3. Research Area, Data, and Methods

3.1. Research Area

This study takes Changping district in Beijing as its research area. As the capital of China, Beijing is a model for all other cities for its land development and land policies. In addition, Beijing is among China’s fastest-growing cities according to area and population [33]. Between 2001 and 2010, Beijing’s total population increased from 13.85 million to 19.62 million, while its agricultural population fell from 3.04 million to 2.76 million. During the same period, the area of developed land in Beijing rose from 2858.38 km2 to 3199.08 km2, an average annual growth of 34 km2.
As a typical urban fringe area in Beijing (Figure 1) and located northwest of the city center, Changping district is one of the main areas to have accommodated Beijing’s rapid urban expansion. It is the location of the first highway from the city center to its outskirts. Changping district is also a miniature version of Beijing in terms of topography, with mountains in the northwest and plains in the southeast. Therefore, many researchers have selected Changping district as a representative research area of Beijing [34,35,36].

→ **Excerpted data**:
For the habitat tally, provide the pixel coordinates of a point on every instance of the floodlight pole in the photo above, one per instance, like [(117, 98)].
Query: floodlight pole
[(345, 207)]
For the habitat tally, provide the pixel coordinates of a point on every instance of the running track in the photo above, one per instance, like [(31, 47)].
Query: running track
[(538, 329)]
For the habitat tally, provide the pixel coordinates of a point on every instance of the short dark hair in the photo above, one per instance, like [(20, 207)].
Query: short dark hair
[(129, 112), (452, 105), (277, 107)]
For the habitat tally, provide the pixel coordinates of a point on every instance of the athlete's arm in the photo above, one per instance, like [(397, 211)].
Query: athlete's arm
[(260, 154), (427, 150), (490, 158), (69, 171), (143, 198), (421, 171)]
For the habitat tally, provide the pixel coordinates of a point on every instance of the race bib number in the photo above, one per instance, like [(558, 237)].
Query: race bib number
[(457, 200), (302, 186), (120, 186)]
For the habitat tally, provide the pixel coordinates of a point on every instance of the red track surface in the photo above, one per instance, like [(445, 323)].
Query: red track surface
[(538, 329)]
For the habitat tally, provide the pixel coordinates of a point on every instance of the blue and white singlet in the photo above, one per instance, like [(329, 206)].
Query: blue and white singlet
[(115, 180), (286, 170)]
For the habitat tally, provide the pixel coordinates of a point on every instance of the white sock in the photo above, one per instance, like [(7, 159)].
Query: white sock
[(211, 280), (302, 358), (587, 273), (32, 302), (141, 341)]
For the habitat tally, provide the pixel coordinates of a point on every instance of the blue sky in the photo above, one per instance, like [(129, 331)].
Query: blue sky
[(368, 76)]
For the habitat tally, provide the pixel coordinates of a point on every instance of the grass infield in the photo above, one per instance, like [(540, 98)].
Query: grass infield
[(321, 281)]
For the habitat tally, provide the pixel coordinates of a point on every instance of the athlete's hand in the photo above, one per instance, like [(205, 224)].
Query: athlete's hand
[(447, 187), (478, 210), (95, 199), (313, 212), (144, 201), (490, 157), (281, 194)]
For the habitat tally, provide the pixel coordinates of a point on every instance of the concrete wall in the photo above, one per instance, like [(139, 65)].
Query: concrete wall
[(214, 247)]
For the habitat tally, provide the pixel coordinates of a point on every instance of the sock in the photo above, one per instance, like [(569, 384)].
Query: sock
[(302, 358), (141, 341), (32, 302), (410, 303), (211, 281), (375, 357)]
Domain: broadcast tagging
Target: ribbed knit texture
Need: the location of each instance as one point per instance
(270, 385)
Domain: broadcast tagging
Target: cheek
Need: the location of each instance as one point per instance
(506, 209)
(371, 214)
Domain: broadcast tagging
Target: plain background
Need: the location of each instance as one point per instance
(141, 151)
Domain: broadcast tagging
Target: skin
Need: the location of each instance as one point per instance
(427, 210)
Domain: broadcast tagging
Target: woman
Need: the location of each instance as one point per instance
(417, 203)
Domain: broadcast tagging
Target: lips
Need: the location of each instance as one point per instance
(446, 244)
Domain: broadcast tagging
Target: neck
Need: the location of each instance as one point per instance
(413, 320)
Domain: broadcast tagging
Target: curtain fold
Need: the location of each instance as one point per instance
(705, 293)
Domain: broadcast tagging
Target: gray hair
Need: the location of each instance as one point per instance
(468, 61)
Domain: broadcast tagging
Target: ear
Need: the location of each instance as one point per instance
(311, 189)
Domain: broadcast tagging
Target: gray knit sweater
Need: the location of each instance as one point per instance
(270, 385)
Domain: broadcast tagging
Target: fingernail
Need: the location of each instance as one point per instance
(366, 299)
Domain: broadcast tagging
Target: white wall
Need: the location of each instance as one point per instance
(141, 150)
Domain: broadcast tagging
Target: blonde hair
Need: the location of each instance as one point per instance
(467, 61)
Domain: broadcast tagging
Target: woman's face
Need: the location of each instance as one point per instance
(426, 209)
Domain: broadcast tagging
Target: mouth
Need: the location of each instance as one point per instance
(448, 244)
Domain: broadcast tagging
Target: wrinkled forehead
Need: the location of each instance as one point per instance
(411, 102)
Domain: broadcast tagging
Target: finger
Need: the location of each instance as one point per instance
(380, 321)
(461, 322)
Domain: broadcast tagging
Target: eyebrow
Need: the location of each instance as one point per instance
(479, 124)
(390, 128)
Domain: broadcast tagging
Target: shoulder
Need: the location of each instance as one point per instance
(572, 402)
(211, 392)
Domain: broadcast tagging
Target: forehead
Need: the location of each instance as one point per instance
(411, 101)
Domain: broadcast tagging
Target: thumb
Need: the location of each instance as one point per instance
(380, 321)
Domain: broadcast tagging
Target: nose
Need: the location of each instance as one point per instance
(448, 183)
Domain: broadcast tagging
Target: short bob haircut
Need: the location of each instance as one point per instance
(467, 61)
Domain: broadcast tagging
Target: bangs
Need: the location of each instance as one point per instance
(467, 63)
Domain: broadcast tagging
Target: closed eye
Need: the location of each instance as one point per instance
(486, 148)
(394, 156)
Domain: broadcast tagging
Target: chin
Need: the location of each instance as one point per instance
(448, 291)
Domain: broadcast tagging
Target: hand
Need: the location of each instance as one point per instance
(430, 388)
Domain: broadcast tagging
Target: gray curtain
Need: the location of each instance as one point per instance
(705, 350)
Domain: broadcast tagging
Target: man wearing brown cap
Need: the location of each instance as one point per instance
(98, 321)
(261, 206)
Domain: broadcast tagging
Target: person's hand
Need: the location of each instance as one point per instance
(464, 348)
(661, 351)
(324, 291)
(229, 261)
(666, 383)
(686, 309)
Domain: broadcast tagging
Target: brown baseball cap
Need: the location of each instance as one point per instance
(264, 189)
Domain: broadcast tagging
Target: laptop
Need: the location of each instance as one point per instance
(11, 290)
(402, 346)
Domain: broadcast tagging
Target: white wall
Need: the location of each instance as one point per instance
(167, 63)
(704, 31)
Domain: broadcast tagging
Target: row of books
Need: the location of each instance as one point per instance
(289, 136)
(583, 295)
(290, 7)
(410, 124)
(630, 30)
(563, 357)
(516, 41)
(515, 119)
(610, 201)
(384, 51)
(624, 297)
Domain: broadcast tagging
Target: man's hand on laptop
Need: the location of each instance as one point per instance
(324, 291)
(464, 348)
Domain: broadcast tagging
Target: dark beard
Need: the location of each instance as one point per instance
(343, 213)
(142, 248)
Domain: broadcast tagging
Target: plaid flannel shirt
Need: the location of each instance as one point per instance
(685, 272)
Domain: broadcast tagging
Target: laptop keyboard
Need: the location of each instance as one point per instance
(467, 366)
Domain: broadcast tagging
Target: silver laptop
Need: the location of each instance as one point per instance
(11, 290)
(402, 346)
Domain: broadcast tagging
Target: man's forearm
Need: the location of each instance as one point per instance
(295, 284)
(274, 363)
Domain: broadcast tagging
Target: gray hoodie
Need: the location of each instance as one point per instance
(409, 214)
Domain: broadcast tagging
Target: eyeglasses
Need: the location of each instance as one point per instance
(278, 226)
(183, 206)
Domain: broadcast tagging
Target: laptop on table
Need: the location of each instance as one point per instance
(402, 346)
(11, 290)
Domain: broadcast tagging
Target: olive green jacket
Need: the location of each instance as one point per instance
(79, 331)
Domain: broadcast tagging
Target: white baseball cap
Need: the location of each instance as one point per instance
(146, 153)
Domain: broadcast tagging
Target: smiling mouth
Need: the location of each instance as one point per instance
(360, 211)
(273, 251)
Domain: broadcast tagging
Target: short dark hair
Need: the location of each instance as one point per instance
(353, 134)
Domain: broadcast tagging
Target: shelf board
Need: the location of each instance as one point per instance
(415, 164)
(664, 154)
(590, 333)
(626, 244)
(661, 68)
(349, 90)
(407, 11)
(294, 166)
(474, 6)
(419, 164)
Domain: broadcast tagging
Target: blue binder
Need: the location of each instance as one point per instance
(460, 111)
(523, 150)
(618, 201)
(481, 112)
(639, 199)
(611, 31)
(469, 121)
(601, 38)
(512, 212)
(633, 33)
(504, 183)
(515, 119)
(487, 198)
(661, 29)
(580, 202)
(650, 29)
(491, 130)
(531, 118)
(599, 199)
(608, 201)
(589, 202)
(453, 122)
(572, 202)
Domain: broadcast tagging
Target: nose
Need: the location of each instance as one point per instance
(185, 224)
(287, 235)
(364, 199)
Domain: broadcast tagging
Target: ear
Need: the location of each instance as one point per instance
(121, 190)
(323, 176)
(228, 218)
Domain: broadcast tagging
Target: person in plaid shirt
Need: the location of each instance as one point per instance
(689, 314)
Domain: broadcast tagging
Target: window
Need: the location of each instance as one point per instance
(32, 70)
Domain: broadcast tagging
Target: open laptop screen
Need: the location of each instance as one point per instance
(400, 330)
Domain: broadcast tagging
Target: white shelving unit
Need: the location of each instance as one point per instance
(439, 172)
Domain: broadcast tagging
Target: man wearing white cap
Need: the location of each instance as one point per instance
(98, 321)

→ **Given task**:
Write out the research area section from "3. Research Area, Data, and" to "growth of 34 km2.", and swap "developed land" for "built-up land" in it. The listing comes from a different source.

→ **Task result**:
3. Research Area, Data, and Methods

3.1. Research Area

This study takes Changping district in Beijing as its research area. As the capital of China, Beijing is a model for all other cities for its land development and land policies. In addition, Beijing is among China’s fastest-growing cities according to area and population [33]. Between 2001 and 2010, Beijing’s total population increased from 13.85 million to 19.62 million, while its agricultural population fell from 3.04 million to 2.76 million. During the same period, the area of built-up land in Beijing rose from 2858.38 km2 to 3199.08 km2, an average annual growth of 34 km2.